Rhabdomyolysis is the most serious side effect of statin therapy, in cases where renal insufficiency is already present. However, in some studies, this side effect was found to be rare (affecting 0.1% of statin users) [14], [15], and no cases of drug-related rhabdomyolysis were reported in some follow-up studies [16], [17]. Antons et al [18] reported that the incidence rate of rhabdomyolysis during statin monotherapy was 0.0042% per 1 year of therapy. Alsheikh-Ali et al [19] demonstrated that a rate of rhabdomyolysis in a high-dose simvastatin (80 mg) trial [20] was more than 7-fold higher than that in intermediate-dose simvastatin (40 mg) trials (67 vs. 9 cases of rhabdomyolysis per 100,000 person-years), but the risk of rhabdomyolysis was not increased in clinical trials of other high-dose statins (lovastatin 80 mg, simvastatin 80 mg, fluvastatin 80 mg, and atorvastatin 80 mg).
When we focused on β blockers, we found that many side effects of β blockers were already reported. Side effects, such as bradycardia, hypotension, orthostatic hypotension, malaise, dizziness, occur commonly in clinical situations. The main side effects of β blockers, such as myocardial depression and hypotension, are caused by their excessive therapeutic effects, leading to tissue hypoperfusion. There are case reports of complications with β-blocker ingestion including mesenteric ischemia [21], acute renal failure [22], and rhabdomyolysis [23].
It was also reported that toxic myopathy resulted from β blockers such as propranolol, labetalol, pindolol, and xamoterol [3], [4], [5], [6]. The rise in the CK level or muscle cramps occur more frequently with pindolol than propranolol and may be related to the partial β-adrenergic receptor agonist activity. Mechanism of this elevation of CK with pindolol is unclear but appears to be due to increased permeability of the cell membrane and the density and reactivity of the β2 adrenoceptors on the membrane [6]. Skeletal muscle contains a significant proportion of β2 adrenoceptors, but there are also 7-10% of β1 adrenoceptors and a smaller proportion of α adrenoceptors [24]. Some β2 agonists could increase skeletal muscle mass by regulation of protein synthesis, gene transcription, and apoptosis [24], but pure β2 agonists may cause muscle cramps [25]. Xamoterol is a selective β1 adrenoceptor agonist, which has stimulatory effect on sinoatrial and atrioventricular nodes of the heart. The absence of any rise in CK levels during treatment with or after withdrawal of xamoterol would suggest that the CK response may be due to specific β2 adrenoceptor partial agonism [6].
Generally, nebivolol is thought to have a more favorable side effect profile than other β blockers. Van Bortel et al [11] demonstrated that tolerability between nebivolol and angiotensin-converting enzyme inhibitors was similar, but nebivolol had better tolerability than other β blockers, calcium channel antagonists, and the angiotensin II receptor antagonists, including losartan, by analyzing data from 8 studies comparing nebivolol with other antihypertensive drugs. In a meta-analysis of 10 trials comparing nebivolol with atenolol, bisoprolol, and metoprolol, nebivolol showed few adverse events and drug withdrawals while exhibiting similar efficacy [26].
Rhabdomyolysis occurred while taking nebivolol, whereas it did not occur while taking carvedilol in this patient. Although the mechanism responsible for nebivolol-induced rhabdomyolysis is unclear, there are several reported differences between nebivolol and carvedilol that are useful to estimate the possible causes.

Information given -
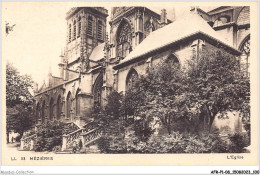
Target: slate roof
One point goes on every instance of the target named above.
(98, 52)
(187, 26)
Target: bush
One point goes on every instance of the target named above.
(49, 136)
(18, 138)
(174, 143)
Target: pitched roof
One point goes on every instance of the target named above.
(98, 52)
(187, 26)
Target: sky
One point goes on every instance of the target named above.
(39, 35)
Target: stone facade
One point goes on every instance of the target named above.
(92, 65)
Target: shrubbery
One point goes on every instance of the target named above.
(174, 143)
(49, 137)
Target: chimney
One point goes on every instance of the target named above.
(163, 17)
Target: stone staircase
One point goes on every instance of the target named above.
(88, 134)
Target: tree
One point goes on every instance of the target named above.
(217, 85)
(210, 85)
(19, 99)
(154, 95)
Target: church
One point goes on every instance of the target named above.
(96, 61)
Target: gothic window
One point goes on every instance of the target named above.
(58, 106)
(131, 78)
(90, 25)
(98, 93)
(51, 109)
(99, 29)
(77, 103)
(68, 100)
(221, 20)
(74, 30)
(148, 27)
(245, 49)
(38, 112)
(43, 111)
(244, 16)
(70, 33)
(79, 26)
(123, 40)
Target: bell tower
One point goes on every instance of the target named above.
(86, 28)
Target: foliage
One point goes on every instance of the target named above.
(20, 121)
(49, 136)
(19, 101)
(17, 87)
(177, 143)
(193, 95)
(217, 85)
(113, 104)
(112, 140)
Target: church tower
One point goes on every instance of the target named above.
(86, 28)
(130, 26)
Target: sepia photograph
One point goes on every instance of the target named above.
(83, 80)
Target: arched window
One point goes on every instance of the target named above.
(245, 49)
(148, 27)
(97, 91)
(90, 25)
(38, 112)
(131, 78)
(77, 103)
(74, 30)
(70, 33)
(68, 100)
(221, 20)
(43, 111)
(100, 32)
(244, 16)
(245, 46)
(79, 26)
(123, 39)
(51, 109)
(58, 106)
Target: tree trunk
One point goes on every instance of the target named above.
(7, 136)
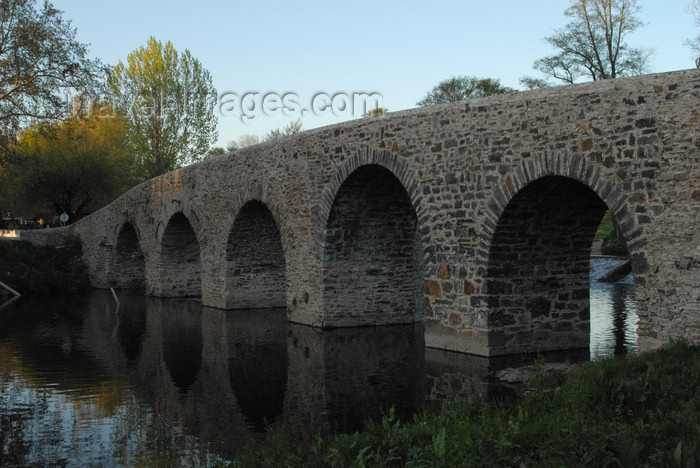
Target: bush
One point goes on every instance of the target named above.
(632, 411)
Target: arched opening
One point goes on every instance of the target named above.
(538, 270)
(372, 256)
(255, 266)
(179, 260)
(129, 263)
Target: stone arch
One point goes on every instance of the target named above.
(383, 158)
(179, 262)
(372, 251)
(544, 218)
(129, 269)
(255, 260)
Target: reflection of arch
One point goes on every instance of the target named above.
(537, 283)
(372, 255)
(181, 331)
(258, 363)
(132, 325)
(179, 259)
(255, 272)
(129, 263)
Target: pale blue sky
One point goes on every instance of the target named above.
(400, 49)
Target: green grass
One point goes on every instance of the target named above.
(606, 232)
(606, 227)
(32, 269)
(633, 411)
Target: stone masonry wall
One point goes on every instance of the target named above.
(633, 142)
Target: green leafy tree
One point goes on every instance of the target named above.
(68, 166)
(168, 99)
(41, 63)
(459, 88)
(377, 111)
(593, 44)
(694, 44)
(530, 83)
(290, 129)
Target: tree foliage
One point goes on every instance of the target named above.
(41, 64)
(290, 129)
(168, 99)
(377, 111)
(592, 44)
(68, 166)
(459, 88)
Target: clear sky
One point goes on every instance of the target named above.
(399, 49)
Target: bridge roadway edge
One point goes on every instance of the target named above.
(635, 142)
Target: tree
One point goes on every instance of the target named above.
(377, 111)
(216, 151)
(41, 64)
(694, 44)
(168, 99)
(459, 88)
(68, 165)
(593, 43)
(529, 82)
(290, 129)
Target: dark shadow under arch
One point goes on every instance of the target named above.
(538, 267)
(255, 263)
(180, 269)
(129, 262)
(371, 254)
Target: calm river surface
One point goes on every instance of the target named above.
(168, 382)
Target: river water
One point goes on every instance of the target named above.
(168, 382)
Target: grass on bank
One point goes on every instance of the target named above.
(634, 411)
(32, 269)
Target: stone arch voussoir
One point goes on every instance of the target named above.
(366, 156)
(574, 167)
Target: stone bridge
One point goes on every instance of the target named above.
(476, 216)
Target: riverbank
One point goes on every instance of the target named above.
(31, 269)
(633, 411)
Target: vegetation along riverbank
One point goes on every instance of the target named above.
(32, 269)
(632, 411)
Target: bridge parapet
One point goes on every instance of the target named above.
(493, 199)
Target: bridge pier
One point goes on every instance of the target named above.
(475, 216)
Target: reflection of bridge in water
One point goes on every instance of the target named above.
(476, 217)
(224, 376)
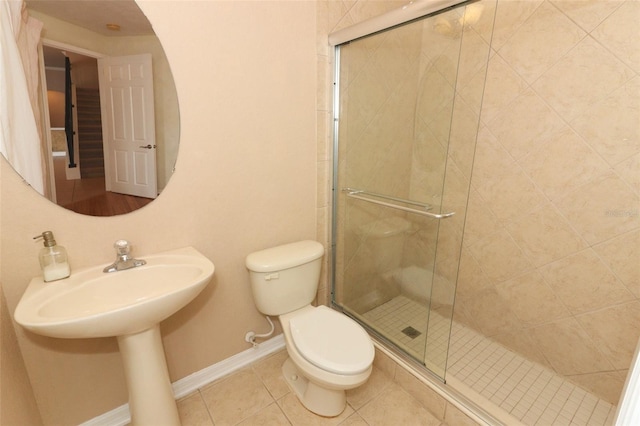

Assigned task 1 - Can you copy out the passage on drug side effects, starting with "Generally, nebivolol is" and going on through "similar efficacy [26]."?
Assigned task 2 - How would you render this sentence from the passage on drug side effects in Spanish: "Generally, nebivolol is thought to have a more favorable side effect profile than other β blockers."
Nothing in the data matters for this.

Written response 1 -
Generally, nebivolol is thought to have a more favorable side effect profile than other β blockers. Van Bortel et al [11] demonstrated that tolerability between nebivolol and angiotensin-converting enzyme inhibitors was similar, but nebivolol had better tolerability than other β blockers, calcium channel antagonists, and the angiotensin II receptor antagonists, including losartan, by analyzing data from 8 studies comparing nebivolol with other antihypertensive drugs. In a meta-analysis of 10 trials comparing nebivolol with atenolol, bisoprolol, and metoprolol, nebivolol showed few adverse events and drug withdrawals while exhibiting similar efficacy [26].

Written response 2 - En general, se considera que el nebivolol tiene un perfil de efectos secundarios más favorable que otros betabloqueantes.